Problem requirements | Reproduce everything in the records from the line containing "Task: the pointer indicates each instance of the black" down to the line containing "[[125, 432]]", including both of those lines, without changing anything.

"""

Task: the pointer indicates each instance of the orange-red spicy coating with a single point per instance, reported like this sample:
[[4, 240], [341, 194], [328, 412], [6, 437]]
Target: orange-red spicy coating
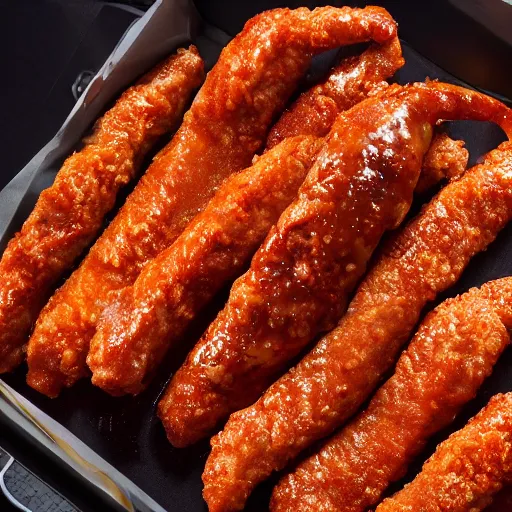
[[448, 359], [226, 124], [446, 159], [350, 82], [137, 329], [502, 502], [467, 469], [69, 214], [360, 185], [147, 317], [335, 378]]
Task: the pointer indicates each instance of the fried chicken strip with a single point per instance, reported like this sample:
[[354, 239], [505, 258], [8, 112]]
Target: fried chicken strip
[[502, 502], [350, 82], [137, 329], [333, 380], [226, 124], [467, 469], [70, 213], [453, 352], [360, 185], [146, 318]]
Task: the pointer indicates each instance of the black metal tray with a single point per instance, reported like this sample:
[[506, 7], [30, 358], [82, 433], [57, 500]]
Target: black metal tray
[[125, 432]]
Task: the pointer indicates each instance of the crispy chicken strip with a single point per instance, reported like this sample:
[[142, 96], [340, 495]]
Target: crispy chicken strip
[[467, 469], [335, 378], [146, 318], [69, 214], [227, 122], [360, 185], [350, 82], [137, 329], [502, 502], [448, 359]]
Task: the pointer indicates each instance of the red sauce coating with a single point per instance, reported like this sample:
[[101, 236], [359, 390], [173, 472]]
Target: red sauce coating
[[227, 123], [350, 82], [502, 502], [148, 317], [467, 469], [333, 380], [452, 353], [70, 213], [138, 328], [360, 185]]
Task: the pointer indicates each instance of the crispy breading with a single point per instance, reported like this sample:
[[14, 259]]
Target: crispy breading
[[227, 123], [145, 319], [350, 82], [467, 469], [333, 380], [137, 329], [360, 185], [446, 362], [69, 214]]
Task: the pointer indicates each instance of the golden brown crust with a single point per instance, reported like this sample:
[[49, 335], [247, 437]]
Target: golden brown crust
[[145, 319], [299, 279], [227, 122], [350, 82], [136, 330], [502, 502], [454, 350], [335, 378], [446, 159], [69, 214], [466, 469]]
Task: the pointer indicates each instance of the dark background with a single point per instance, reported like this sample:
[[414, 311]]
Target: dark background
[[47, 43]]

"""

Solution for this problem |
Task: the pointer indicates each instance of the black metal tray with a single point per instance, reported like this sample:
[[506, 7], [30, 358], [82, 433], [57, 500]]
Target: black metal tray
[[125, 432]]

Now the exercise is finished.